**Given task a**:
Using the passage on the Battle of Marion, answer each question on its own line:
(i) How many Union soldiers in total left Tennessee for southwestern Virginia?
(ii) Who commanded the Confederate force at Marion?
(iii) What share of Georgia's agricultural production would Sherman's march to the sea eventually destroy?

** start of Document extract **

The Battle of Marion (December 17–18, 1864) was a military engagement fought between units of the Union Army and the Confederate Army during the American Civil War near the town of Marion, Virginia. The battle was part of Union Maj. Gen. George Stoneman's attack upon southwest Virginia, aimed at destroying Confederate industrial infrastructure near Saltville and Marion.  Union Cavalry and Infantry regiments—some 4,500 soldiers in total—left Tennessee on December 17 for southwestern Virginia.

Through two days of fighting, a Confederate force under the command of John C. Breckinridge—totalling 1,200–1,500 infantry and cavalry—was successful in holding defensive positions in and around the town of Marion.  On the first day, successive Union attacks were defeated by a well-coordinated Confederate defenses near a covered bridge outside of Marion.  By the end of the second day, dwindling ammunition supplies forced Confederate forces to withdraw from the area.  With casualties for both sides approaching 300, Union forces proceeded to destroy the salt mines, lead works, and other beneficial Confederate infrastructure in Marion and Saltville.

Background
By 1864, the American Civil War was slowly drawing to a close.  With Abraham Lincoln re-elected as President of the Union, and Gen. Ulysses Grant made commander of the Union Army, the possibility of a Confederate victory was steadily lessened. Along the Eastern Seaboard, Union forces pushed the Confederate forces of Gen. Robert E. Lee steadily back in successive Union victories at Wilderness and Spotsylvania.  In the Appalachian mountains, Phillip Sheridan had defeated Confederate armies in the Shenandoah Valley.  As Union forces pushed southward, they destroyed significant portions of the Confederate agriculture base.  As Union forces defeated Confederate armies in the northern reaches of the CSA, Gen. William T. Sherman began his march to the sea, which would eventually succeed in destroying 20% of the agricultural production in Georgia.

** end of Document extract **
** start of Provided records **

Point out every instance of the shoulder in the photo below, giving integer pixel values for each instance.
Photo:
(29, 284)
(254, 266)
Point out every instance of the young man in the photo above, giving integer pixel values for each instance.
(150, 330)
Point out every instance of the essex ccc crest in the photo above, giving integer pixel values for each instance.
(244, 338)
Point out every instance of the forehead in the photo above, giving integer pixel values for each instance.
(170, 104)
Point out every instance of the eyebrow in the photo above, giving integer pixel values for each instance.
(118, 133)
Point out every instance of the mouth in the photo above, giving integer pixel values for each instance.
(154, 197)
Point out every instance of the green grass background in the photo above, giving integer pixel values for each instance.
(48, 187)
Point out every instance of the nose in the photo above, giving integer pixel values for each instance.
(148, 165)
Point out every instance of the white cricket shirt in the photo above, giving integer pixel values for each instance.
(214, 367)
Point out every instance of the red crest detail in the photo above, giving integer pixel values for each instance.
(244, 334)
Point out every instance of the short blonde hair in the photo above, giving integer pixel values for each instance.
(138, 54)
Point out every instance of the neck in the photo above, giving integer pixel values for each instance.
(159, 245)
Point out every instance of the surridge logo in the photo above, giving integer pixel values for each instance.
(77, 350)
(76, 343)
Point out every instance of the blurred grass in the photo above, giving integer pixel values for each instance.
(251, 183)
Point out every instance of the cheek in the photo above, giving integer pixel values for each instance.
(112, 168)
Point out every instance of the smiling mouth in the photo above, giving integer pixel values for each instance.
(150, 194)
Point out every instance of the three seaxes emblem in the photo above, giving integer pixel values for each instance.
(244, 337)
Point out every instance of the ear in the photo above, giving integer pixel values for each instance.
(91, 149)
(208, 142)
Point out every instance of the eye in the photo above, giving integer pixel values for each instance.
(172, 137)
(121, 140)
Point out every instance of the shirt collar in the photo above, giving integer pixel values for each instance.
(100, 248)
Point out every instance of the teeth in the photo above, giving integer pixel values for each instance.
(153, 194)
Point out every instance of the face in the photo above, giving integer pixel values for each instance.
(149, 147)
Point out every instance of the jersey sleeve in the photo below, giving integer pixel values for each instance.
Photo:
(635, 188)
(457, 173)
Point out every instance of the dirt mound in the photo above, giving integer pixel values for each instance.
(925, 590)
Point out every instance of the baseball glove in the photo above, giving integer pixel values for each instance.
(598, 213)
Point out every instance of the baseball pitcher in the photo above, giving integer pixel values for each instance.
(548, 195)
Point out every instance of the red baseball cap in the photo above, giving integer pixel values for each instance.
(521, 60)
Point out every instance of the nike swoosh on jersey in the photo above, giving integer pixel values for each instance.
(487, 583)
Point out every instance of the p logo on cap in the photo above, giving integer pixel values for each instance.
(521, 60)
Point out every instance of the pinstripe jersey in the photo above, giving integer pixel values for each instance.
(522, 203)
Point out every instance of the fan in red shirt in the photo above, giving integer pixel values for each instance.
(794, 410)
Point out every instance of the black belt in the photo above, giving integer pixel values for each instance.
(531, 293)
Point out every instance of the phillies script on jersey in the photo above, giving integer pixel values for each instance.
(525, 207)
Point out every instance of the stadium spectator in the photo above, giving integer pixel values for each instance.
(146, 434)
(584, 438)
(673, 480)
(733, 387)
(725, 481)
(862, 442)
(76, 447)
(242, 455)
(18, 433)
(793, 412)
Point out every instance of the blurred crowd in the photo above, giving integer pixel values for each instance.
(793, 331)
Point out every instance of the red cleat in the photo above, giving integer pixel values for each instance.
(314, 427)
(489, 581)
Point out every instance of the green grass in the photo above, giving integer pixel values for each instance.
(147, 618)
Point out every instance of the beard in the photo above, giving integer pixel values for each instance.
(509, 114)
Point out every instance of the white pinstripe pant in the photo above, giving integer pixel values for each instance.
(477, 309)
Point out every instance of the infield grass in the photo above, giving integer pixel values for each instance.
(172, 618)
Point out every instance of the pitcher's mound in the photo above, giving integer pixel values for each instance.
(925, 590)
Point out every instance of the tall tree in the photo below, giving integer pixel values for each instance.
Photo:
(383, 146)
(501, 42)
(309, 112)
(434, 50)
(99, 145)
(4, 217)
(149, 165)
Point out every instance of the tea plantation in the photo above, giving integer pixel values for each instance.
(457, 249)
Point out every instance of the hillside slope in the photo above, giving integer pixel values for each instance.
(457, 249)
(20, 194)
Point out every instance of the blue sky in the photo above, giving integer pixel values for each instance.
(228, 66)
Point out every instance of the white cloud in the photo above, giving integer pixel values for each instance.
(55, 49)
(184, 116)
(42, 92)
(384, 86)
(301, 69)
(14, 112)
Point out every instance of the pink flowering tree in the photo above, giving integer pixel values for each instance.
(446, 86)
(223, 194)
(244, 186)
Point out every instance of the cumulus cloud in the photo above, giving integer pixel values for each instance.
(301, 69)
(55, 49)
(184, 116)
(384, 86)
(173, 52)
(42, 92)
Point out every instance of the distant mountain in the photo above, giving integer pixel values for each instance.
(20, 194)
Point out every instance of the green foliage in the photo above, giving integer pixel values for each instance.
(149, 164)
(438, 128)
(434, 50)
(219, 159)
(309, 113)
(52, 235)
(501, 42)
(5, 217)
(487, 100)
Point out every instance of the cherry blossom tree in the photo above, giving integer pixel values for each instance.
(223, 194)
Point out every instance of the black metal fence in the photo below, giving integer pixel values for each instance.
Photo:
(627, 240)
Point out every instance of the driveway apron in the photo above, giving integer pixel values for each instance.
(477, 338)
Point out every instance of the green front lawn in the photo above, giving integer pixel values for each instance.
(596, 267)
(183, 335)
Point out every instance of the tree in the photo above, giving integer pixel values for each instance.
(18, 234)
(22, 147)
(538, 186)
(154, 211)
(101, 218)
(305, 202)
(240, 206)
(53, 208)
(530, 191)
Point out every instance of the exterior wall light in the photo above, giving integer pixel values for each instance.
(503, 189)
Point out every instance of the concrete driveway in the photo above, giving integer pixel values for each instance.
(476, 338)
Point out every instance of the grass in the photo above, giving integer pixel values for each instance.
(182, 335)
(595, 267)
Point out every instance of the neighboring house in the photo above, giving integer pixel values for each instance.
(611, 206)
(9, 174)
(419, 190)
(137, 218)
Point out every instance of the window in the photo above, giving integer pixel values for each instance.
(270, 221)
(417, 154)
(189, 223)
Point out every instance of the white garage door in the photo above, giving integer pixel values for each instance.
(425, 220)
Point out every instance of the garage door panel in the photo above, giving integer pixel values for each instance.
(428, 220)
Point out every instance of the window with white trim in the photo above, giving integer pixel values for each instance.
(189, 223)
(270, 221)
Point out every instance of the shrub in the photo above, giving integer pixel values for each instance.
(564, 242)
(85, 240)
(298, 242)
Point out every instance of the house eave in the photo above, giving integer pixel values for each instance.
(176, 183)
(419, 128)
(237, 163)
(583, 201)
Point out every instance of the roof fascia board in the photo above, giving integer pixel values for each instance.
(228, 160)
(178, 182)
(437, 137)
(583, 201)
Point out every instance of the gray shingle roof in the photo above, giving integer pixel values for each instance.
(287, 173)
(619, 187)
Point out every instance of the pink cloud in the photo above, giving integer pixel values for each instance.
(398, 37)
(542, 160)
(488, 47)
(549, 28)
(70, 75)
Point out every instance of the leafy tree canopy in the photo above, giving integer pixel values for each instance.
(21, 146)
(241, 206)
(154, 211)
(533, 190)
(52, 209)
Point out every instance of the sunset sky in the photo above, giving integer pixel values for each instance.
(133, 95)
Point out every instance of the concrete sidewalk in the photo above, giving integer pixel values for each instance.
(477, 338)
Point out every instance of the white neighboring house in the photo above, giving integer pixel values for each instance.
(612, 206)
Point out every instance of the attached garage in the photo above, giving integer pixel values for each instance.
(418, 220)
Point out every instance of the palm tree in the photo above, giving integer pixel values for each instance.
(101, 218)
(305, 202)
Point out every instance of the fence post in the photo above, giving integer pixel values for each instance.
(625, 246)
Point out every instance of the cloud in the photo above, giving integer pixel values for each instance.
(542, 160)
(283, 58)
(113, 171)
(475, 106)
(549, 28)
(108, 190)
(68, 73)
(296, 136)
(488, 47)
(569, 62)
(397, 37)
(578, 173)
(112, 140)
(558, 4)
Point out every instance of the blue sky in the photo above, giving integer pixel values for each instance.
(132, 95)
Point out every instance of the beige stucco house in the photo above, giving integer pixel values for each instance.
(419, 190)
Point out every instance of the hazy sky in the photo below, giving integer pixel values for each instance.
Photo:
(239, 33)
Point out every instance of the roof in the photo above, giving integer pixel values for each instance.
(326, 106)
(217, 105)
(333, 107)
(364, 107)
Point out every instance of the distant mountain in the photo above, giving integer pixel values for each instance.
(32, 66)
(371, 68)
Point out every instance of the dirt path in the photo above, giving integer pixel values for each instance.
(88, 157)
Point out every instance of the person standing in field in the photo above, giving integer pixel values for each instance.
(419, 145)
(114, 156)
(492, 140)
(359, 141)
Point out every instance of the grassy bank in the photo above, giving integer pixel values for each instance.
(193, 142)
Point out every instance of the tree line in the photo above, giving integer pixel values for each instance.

** end of Provided records **

**Given task b**: Return each line of the entries that contains the word "door". Match case exactly.

**Response a**:
(i) Some 4,500 soldiers.
(ii) John C. Breckinridge.
(iii) 20%.

**Response b**:
Point out every instance of the white garage door in the photo above, giving integer pixel values for each instance.
Point out every instance of the garage door panel in the photo above, giving integer pixel values for each instance.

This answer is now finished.